(Excerpts from location labeling data)

* * * *

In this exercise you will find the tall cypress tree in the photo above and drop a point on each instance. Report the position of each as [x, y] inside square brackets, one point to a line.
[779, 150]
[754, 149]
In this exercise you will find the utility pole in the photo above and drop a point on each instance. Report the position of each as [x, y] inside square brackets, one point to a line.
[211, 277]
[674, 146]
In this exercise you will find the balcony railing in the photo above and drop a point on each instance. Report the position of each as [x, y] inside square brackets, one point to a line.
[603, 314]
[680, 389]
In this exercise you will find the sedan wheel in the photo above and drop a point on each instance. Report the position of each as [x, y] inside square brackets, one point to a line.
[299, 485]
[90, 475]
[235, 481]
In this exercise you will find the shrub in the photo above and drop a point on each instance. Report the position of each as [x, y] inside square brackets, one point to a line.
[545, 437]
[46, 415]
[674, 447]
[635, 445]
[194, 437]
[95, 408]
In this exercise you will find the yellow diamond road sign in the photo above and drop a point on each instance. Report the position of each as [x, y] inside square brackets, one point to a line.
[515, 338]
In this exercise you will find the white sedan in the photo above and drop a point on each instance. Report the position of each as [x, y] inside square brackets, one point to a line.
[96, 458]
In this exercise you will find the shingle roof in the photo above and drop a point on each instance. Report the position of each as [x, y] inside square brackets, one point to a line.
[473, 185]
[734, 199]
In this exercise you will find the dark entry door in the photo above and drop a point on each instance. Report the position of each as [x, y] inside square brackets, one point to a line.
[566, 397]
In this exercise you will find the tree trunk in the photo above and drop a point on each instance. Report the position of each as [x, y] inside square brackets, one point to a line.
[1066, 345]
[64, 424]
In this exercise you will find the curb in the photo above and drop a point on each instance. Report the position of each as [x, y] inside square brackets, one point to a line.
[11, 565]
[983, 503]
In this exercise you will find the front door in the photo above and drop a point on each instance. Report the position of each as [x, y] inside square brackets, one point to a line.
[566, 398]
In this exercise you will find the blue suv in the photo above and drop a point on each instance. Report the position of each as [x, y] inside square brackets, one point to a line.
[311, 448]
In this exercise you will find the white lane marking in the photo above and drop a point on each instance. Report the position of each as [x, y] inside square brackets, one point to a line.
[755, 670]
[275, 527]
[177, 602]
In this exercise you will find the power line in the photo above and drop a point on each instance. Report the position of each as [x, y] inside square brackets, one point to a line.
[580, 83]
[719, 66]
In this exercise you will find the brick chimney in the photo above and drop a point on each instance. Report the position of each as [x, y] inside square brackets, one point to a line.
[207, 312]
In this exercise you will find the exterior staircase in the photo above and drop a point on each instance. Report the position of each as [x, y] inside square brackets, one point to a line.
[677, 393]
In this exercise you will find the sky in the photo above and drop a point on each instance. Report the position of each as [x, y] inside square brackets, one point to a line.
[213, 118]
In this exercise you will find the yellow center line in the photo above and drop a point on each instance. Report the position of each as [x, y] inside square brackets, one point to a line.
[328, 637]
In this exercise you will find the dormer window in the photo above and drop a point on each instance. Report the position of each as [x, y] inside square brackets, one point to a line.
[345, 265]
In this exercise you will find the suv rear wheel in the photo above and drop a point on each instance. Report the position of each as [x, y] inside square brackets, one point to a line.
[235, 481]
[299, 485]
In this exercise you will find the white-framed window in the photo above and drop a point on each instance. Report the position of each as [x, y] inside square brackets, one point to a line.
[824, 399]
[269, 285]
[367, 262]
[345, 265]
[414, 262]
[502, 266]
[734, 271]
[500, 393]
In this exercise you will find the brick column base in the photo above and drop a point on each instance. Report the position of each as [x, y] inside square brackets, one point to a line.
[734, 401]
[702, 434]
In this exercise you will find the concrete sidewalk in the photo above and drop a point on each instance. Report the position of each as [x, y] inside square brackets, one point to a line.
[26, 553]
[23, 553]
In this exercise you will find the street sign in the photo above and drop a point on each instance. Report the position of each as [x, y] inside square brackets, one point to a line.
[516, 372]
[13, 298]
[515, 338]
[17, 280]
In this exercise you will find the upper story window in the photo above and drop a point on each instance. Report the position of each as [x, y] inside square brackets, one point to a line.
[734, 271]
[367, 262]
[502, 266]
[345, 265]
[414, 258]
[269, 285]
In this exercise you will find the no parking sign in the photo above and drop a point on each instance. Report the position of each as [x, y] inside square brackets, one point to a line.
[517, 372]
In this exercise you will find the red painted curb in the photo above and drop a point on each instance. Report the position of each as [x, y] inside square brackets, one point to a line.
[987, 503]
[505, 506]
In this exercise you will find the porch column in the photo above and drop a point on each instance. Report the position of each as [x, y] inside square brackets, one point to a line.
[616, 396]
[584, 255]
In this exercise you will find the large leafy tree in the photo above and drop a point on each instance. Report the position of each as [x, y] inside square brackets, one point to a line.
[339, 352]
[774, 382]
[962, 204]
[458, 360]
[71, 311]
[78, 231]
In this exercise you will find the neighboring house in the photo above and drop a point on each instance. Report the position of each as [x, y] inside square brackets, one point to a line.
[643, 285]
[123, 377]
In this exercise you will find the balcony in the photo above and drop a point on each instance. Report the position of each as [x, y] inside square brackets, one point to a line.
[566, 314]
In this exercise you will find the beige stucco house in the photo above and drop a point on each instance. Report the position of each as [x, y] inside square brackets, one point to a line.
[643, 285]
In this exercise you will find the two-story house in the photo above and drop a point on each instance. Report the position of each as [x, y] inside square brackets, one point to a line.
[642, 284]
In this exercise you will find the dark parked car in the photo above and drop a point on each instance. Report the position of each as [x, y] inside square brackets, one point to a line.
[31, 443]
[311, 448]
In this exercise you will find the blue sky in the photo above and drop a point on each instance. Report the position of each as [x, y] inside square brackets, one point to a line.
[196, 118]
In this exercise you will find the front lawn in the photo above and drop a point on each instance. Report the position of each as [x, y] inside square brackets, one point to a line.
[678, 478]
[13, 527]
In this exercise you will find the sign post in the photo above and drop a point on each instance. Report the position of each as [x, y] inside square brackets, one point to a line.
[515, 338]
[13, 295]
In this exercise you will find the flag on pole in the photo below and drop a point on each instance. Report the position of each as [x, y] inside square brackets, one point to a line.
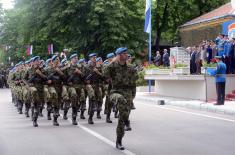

* * * *

> What you have to do
How many lines in the entries above contain the word "white"? Reply with the number alone.

> Correct answer
3